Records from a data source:
** BEGIN **
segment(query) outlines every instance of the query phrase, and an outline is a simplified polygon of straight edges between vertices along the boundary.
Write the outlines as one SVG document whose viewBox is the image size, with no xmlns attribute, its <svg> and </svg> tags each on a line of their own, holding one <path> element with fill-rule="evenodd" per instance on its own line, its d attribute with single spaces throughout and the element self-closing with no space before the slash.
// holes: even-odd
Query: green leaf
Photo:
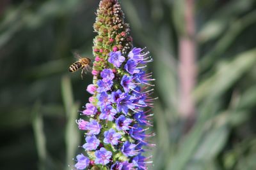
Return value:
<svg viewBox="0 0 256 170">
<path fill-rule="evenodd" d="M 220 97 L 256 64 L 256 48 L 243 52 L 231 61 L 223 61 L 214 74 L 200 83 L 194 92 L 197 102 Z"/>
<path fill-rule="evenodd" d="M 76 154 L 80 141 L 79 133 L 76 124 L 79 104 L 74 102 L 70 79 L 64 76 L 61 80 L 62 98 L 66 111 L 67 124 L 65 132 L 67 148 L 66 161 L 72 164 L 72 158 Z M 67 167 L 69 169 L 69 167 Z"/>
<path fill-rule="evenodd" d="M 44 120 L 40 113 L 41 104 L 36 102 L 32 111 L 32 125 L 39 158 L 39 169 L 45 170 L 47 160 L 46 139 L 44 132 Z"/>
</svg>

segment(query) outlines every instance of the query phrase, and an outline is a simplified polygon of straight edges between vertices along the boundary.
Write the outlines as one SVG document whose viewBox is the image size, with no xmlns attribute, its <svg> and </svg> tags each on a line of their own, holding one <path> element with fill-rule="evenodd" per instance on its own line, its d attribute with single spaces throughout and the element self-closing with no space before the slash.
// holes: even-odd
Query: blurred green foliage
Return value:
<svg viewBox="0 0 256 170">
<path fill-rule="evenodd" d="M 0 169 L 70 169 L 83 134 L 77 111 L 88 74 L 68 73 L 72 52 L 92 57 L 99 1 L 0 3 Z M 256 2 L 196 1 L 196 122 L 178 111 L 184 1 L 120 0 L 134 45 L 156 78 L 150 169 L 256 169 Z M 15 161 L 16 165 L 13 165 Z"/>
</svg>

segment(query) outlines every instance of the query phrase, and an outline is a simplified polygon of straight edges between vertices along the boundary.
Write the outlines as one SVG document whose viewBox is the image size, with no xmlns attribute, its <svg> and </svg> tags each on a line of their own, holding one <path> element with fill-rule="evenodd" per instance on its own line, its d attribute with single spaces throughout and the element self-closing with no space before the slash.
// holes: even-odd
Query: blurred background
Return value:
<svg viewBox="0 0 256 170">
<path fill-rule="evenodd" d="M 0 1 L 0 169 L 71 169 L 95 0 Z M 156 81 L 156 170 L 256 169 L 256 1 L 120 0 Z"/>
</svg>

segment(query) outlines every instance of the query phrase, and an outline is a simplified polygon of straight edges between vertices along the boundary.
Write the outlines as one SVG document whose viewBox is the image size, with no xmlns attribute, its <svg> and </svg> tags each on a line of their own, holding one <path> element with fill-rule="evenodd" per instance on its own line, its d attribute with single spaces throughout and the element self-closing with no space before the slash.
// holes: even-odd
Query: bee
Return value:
** END **
** BEGIN **
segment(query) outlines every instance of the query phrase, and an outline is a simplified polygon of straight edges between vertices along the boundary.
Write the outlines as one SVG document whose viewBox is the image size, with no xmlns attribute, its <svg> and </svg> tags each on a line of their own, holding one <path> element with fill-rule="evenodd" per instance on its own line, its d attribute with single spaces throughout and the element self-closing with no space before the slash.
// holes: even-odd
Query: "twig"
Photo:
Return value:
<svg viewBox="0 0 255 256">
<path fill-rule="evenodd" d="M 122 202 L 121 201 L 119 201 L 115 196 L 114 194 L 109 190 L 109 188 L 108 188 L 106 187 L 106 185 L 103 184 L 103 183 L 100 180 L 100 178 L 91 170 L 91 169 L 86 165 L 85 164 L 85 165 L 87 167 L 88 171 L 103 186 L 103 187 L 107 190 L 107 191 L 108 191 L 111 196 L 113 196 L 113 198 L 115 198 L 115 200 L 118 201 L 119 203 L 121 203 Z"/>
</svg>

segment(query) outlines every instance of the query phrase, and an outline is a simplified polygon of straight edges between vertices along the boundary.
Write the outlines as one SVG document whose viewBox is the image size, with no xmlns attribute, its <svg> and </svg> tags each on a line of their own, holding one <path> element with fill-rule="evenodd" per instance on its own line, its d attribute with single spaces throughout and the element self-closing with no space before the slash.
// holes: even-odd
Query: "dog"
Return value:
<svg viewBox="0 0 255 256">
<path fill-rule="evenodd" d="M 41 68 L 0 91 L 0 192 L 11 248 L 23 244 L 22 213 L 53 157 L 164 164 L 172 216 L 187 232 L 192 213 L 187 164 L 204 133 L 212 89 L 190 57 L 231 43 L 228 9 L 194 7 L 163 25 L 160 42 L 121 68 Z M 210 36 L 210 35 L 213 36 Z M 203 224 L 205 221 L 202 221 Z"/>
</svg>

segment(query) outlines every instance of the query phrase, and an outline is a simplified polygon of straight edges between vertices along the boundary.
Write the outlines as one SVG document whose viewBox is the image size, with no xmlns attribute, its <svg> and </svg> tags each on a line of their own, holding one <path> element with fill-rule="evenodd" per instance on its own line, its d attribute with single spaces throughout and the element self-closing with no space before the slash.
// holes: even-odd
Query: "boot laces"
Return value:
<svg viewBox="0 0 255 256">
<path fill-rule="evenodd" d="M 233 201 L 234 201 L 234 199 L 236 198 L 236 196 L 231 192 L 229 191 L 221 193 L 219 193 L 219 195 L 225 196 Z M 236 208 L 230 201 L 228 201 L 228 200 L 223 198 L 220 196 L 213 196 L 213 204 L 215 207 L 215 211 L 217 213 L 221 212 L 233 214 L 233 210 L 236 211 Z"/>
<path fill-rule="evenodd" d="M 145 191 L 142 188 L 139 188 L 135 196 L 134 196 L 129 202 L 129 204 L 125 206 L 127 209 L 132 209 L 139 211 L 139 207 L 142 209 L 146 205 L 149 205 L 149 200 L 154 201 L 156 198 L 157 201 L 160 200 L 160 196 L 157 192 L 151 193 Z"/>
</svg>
** END **
## Your goal:
Count the lines in the data above that contain the string "green" and give only that number.

## Solution to the exercise:
2